[Entries drawn from a collection]
------------------------------------------------

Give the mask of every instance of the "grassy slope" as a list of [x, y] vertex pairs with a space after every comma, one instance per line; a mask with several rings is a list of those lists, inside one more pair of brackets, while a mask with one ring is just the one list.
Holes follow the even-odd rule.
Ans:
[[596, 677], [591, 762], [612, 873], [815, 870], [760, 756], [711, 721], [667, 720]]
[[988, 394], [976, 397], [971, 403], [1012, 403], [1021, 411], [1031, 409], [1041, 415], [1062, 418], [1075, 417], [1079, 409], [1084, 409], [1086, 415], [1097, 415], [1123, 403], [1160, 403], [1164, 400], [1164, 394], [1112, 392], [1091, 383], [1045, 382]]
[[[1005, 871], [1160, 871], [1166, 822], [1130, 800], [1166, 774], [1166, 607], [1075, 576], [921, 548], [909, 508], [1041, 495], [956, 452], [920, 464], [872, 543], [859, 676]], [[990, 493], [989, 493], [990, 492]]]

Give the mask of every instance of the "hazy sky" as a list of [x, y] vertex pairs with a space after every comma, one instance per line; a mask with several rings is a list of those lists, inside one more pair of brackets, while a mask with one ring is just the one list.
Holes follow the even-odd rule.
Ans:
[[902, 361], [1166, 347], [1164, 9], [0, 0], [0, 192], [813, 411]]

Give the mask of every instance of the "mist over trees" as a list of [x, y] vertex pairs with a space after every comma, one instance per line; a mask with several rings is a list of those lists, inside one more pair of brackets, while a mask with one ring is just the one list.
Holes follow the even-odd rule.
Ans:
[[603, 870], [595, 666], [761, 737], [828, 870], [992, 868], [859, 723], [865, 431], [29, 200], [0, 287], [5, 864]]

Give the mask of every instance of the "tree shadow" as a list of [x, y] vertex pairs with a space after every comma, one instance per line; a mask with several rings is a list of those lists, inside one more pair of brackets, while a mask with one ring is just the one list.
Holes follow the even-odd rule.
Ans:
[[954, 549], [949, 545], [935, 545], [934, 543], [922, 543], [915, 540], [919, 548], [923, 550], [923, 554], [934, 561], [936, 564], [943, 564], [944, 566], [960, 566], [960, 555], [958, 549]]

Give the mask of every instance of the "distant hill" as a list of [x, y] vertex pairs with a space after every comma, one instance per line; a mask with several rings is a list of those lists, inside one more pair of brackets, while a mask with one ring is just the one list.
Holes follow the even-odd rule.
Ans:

------------------------------------------------

▶ **Exercise**
Please print all of the rows above again, copying every line character for character.

▶ **Result of the task**
Give the mask of every instance of the "grassy slope" as a list of [x, y] vertex pairs with a space after every comma, one instance per line; a mask with several rings is a list of those lists, inside one more pair of brackets, while a mask with one ring is just the one list.
Holes follow the even-odd rule.
Ans:
[[596, 677], [591, 762], [612, 873], [815, 870], [760, 756], [711, 721], [667, 720]]
[[988, 394], [976, 397], [971, 403], [1012, 403], [1021, 411], [1031, 409], [1041, 415], [1062, 418], [1075, 417], [1079, 409], [1084, 409], [1086, 415], [1097, 415], [1123, 403], [1160, 403], [1164, 400], [1164, 394], [1112, 392], [1091, 383], [1045, 382]]
[[[1005, 871], [1160, 871], [1166, 822], [1130, 800], [1166, 774], [1166, 607], [1075, 576], [921, 548], [909, 508], [1041, 495], [956, 452], [920, 464], [872, 543], [859, 676]], [[990, 493], [989, 493], [990, 492]]]

Give the mask of every instance of the "hazy sky" as a list of [x, y] vertex pairs with a space after every comma, one instance per line; a mask with several rings is a list of those lists, inside one more pair of brackets, while a mask with one ring is just the one list.
Holes follow the even-odd rule.
Ans:
[[902, 361], [1166, 347], [1164, 9], [0, 0], [0, 192], [813, 411]]

Give the mask of every instance of the "mist over trees" as a list of [x, y] vertex pairs with a space after every comma, one instance per line; a mask with several rings is a list of those lists, inside one more pair of brackets, while a mask with one ring is just the one list.
Holes follow the even-odd rule.
Ans:
[[603, 870], [595, 666], [761, 737], [828, 870], [992, 868], [859, 723], [865, 431], [29, 200], [0, 287], [5, 864]]

Give the mask of every instance of the "tree shadow" as a list of [x, y] vertex pairs with a space after every comma, one instance per line; a mask with several rings is a list of those lists, inside one more pair of brackets, while a mask with one ring is just the one list.
Holes follow the even-odd rule.
Ans:
[[954, 549], [949, 545], [935, 545], [934, 543], [922, 543], [915, 540], [919, 548], [923, 550], [923, 554], [934, 561], [936, 564], [943, 564], [944, 566], [960, 566], [960, 555], [958, 549]]

Give the mask of every instance of the "distant hill" as a list of [x, y] vertex pairs with a space after every comma, one instance per line; a mask with several rings is a list of those lists, inside one more pair of brackets, while a mask with one ring is just the one list.
Holes follow the even-odd rule.
Ans:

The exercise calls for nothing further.